(記述課題 1): トゥールミンモデルについての文章全体を、一字一句変えずにそのまま返してください。

(読解用抜粋):
トゥールミンモデルで見る「論証」のメカニズム
イギリスの科学哲学者スティーヴン・トゥールミンは『議論の技法』の中で、通称「トゥールミンモデル」と呼ばれる、「基本的な論証のパターン」を示しています。これは、この手の話が好きな人なら知っているような「その筋ではとても有名な説」なのですが、「シンプル」なお話なので、それに則って、「論証」のメカニズムについて解説していきます。
まず、トゥールミンモデルでは、「理由」と「具体例」は同じ根拠となるものではあるものの、性質も機能も全く別のものとして考えられています。例文を挙げて説明していきます。
この文章は、実際私が見かけた、生徒が書いた答案に似せて、私が作成したものです。これを読んでどう思いますか。さっと流し読みしてしまうと、違和感なくすんなり受け入れられそうですね。「言っていることは正しいけど、説明が足りない。」、そうですね、うーんなかなかいい線いっています。たしかに、私も添削だったら限られたコメントしか書けませんから「説明が不足しています。」と指摘していますね(現にそう指摘しました)。でも、このモヤモヤ、紙面が限られていなかったら、トゥールミンモデルを使ってこう説明することができます。
トゥールミンモデルに従うと、前半の「プラスチック製品の生産の増加やそれのポイ捨てなどが原因で、海洋プラスチックごみが発生し海洋汚染が進んでいるという報告がある。」は根拠となる客観的事実であり「具体例」ですね(Data)。で「したがって」の後の「海洋汚染防止のために、使い捨てのレジ袋を使うのをやめて、再利用可能なエコバッグを使うべきだ。」は自分の意見や考え、つまり「主張(Claim)」です。「具体例」を挙げて、「したがって」と「主張(結論)」を導き出している、この論証は正しいです。でも……、これ何か一味足りない、説得力に欠けます、なぜでしょうか。

(記述課題 2): レコードのうち、「Where can the clasped」を含む行から「x=392, y=89」を含む行までを、両端の行も含めて、そのまま打ち直してください。出力はこの範囲の行だけにしてください。

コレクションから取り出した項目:
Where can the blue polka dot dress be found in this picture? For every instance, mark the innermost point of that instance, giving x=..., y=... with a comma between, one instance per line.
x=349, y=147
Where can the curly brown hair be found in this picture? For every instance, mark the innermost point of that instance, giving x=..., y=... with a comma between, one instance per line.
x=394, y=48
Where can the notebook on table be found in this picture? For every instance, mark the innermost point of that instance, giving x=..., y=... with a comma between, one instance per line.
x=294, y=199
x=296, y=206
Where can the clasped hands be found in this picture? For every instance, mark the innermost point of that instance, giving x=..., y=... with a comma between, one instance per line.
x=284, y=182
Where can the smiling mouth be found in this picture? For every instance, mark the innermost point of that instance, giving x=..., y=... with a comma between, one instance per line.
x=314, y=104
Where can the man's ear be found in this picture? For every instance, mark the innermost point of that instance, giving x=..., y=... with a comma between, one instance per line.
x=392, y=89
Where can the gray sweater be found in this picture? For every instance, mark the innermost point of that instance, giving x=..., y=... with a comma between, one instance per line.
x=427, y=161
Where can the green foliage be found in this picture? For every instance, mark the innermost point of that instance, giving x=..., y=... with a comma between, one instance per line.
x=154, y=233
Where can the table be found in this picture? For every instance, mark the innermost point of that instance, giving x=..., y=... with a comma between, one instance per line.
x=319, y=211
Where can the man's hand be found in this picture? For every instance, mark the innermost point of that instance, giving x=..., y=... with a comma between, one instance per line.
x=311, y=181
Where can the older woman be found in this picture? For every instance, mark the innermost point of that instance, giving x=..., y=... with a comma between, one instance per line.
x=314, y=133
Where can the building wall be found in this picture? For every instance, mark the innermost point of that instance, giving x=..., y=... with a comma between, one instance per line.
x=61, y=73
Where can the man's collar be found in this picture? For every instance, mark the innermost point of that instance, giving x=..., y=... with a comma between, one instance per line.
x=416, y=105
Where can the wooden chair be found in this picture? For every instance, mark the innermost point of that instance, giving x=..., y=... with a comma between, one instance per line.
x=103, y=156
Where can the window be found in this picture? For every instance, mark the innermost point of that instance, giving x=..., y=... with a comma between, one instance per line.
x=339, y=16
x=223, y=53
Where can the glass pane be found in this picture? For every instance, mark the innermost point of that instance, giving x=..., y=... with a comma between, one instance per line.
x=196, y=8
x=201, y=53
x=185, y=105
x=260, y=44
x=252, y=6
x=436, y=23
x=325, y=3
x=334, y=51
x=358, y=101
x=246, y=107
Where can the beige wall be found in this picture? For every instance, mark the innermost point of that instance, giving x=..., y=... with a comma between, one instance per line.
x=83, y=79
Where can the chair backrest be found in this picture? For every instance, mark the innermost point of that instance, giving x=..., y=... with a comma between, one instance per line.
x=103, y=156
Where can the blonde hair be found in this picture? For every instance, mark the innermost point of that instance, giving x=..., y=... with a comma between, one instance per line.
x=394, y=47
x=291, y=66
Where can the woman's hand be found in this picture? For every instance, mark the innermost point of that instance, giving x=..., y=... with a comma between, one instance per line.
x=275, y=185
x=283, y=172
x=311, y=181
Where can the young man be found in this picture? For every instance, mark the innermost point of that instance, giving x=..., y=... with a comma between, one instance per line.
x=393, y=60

(課題の結果 1):
トゥールミンモデルで見る「論証」のメカニズム
イギリスの科学哲学者スティーヴン・トゥールミンは『議論の技法』の中で、通称「トゥールミンモデル」と呼ばれる、「基本的な論証のパターン」を示しています。これは、この手の話が好きな人なら知っているような「その筋ではとても有名な説」なのですが、「シンプル」なお話なので、それに則って、「論証」のメカニズムについて解説していきます。
まず、トゥールミンモデルでは、「理由」と「具体例」は同じ根拠となるものではあるものの、性質も機能も全く別のものとして考えられています。例文を挙げて説明していきます。
この文章は、実際私が見かけた、生徒が書いた答案に似せて、私が作成したものです。これを読んでどう思いますか。さっと流し読みしてしまうと、違和感なくすんなり受け入れられそうですね。「言っていることは正しいけど、説明が足りない。」、そうですね、うーんなかなかいい線いっています。たしかに、私も添削だったら限られたコメントしか書けませんから「説明が不足しています。」と指摘していますね(現にそう指摘しました)。でも、このモヤモヤ、紙面が限られていなかったら、トゥールミンモデルを使ってこう説明することができます。
トゥールミンモデルに従うと、前半の「プラスチック製品の生産の増加やそれのポイ捨てなどが原因で、海洋プラスチックごみが発生し海洋汚染が進んでいるという報告がある。」は根拠となる客観的事実であり「具体例」ですね(Data)。で「したがって」の後の「海洋汚染防止のために、使い捨てのレジ袋を使うのをやめて、再利用可能なエコバッグを使うべきだ。」は自分の意見や考え、つまり「主張(Claim)」です。「具体例」を挙げて、「したがって」と「主張(結論)」を導き出している、この論証は正しいです。でも……、これ何か一味足りない、説得力に欠けます、なぜでしょうか。

(課題の結果 2):
Where can the clasped hands be found in this picture? For every instance, mark the innermost point of that instance, giving x=..., y=... with a comma between, one instance per line.
x=284, y=182
Where can the smiling mouth be found in this picture? For every instance, mark the innermost point of that instance, giving x=..., y=... with a comma between, one instance per line.
x=314, y=104
Where can the man's ear be found in this picture? For every instance, mark the innermost point of that instance, giving x=..., y=... with a comma between, one instance per line.
x=392, y=89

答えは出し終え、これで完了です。